# START OF SOURCE TEXT

About the site
The site is of national importance for both archaeology and nature conservation.
Danebury is one of the most studied Iron Age hill forts in Europe. 'Iron Age' describes the period between the end of the Bronze Age and the start of the Roman period (700BC to AD43). Evidence found suggests that the fort was built 2500 years ago and occupied for nearly 500 years. You can discover more and see some of the finds at the Museum of the Iron Age in Andover.
In the hill fort you can see the 'ring' of ramparts and the once hidden gateway. The earth works around the entrance give a feel for the success of the Danebury defences. You may notice that the ground slopes to a high spot in the centre of the ring. This area was a focal point for religious gatherings and important meetings. The subtle dips in the ground are where grain stores used to be. These dips are the only visible evidence of past excavations.
Large beech trees around the perimeter of the earth works make the site prominent in the surrounding landscape.

# END OF SOURCE TEXT
# START OF GIVEN INFORMATION

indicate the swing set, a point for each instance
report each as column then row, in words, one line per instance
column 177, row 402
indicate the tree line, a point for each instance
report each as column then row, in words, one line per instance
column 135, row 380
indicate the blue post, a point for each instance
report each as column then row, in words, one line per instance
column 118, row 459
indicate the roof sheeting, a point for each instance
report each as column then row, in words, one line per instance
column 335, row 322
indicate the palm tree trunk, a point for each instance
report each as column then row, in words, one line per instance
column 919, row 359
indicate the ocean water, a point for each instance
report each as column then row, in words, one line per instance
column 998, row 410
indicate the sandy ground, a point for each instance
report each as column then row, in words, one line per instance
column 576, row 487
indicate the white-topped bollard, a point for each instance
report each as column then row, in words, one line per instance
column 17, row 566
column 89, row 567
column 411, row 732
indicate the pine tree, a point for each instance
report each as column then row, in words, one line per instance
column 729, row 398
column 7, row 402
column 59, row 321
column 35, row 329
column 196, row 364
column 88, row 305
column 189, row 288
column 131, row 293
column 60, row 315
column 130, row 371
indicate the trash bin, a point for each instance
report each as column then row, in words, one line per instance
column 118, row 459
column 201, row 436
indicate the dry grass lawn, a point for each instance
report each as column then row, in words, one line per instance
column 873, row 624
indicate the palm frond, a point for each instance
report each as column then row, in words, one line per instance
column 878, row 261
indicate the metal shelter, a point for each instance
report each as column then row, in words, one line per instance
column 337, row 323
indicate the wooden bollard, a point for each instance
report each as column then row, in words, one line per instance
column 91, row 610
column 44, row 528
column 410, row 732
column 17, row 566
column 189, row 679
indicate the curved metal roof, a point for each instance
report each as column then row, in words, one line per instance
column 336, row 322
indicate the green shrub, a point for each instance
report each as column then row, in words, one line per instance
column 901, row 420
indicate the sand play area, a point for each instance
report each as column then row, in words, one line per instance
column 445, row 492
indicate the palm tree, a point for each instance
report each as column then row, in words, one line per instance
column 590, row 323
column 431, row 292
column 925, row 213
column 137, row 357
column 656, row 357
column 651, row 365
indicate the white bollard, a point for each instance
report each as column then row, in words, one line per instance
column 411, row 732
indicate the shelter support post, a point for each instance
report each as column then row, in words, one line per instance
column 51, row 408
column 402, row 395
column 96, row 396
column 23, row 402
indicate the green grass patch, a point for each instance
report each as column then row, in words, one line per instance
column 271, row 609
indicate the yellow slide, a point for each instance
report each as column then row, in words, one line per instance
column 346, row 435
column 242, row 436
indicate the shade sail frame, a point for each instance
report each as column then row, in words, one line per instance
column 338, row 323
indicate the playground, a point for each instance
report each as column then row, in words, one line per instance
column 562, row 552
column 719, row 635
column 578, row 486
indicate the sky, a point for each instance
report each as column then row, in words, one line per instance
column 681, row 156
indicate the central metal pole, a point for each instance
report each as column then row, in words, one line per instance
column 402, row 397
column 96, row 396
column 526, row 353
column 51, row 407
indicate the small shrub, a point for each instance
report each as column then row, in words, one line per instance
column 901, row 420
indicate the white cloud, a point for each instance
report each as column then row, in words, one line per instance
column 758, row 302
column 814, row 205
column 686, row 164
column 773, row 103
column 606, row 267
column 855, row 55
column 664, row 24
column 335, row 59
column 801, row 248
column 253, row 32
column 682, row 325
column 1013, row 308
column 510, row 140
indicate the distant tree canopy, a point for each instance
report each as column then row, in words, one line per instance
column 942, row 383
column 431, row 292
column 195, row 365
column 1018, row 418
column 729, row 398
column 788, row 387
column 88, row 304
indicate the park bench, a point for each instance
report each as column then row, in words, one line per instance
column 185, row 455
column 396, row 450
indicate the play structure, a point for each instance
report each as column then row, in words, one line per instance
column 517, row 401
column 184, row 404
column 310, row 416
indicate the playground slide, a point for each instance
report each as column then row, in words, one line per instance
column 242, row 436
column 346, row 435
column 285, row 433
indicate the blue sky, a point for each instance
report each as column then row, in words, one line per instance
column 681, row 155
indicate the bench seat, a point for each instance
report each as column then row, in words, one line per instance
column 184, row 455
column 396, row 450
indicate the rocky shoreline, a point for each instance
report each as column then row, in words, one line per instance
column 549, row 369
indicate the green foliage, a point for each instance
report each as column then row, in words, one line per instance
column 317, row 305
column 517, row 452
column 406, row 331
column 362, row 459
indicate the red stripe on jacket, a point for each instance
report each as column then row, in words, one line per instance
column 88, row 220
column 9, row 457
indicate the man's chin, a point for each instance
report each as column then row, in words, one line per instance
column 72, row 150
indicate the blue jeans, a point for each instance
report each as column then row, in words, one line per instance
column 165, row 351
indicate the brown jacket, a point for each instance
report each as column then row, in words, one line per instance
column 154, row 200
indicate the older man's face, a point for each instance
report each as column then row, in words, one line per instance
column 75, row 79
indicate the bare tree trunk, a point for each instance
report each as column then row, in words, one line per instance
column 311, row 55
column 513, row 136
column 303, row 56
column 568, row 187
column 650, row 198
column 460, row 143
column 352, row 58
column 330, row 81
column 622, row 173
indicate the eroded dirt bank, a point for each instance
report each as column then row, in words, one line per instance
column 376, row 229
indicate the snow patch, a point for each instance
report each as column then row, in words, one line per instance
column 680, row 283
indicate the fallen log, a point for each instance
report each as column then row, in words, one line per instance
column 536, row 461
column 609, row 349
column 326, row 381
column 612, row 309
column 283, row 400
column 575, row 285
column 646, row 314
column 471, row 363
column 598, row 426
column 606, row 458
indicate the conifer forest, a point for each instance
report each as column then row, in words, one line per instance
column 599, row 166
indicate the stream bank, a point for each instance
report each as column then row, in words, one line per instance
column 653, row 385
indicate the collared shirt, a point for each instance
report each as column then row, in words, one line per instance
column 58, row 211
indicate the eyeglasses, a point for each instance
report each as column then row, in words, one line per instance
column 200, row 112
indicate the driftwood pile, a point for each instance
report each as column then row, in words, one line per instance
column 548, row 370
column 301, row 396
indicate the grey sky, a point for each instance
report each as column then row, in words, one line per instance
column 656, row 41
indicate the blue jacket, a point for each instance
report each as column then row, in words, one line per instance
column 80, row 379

# END OF GIVEN INFORMATION

• **CHALLENGES**
(a) According to the Danebury hill fort text, for roughly how long was the fort occupied?
(b) Transcribe the part of the Danebury hill fort text starting with "About the site" and going on through "Age in Andover.".

• **EXERCISE RESPONSES**
(a) Nearly 500 years.

(b)
About the site
The site is of national importance for both archaeology and nature conservation.
Danebury is one of the most studied Iron Age hill forts in Europe. 'Iron Age' describes the period between the end of the Bronze Age and the start of the Roman period (700BC to AD43). Evidence found suggests that the fort was built 2500 years ago and occupied for nearly 500 years. You can discover more and see some of the finds at the Museum of the Iron Age in Andover.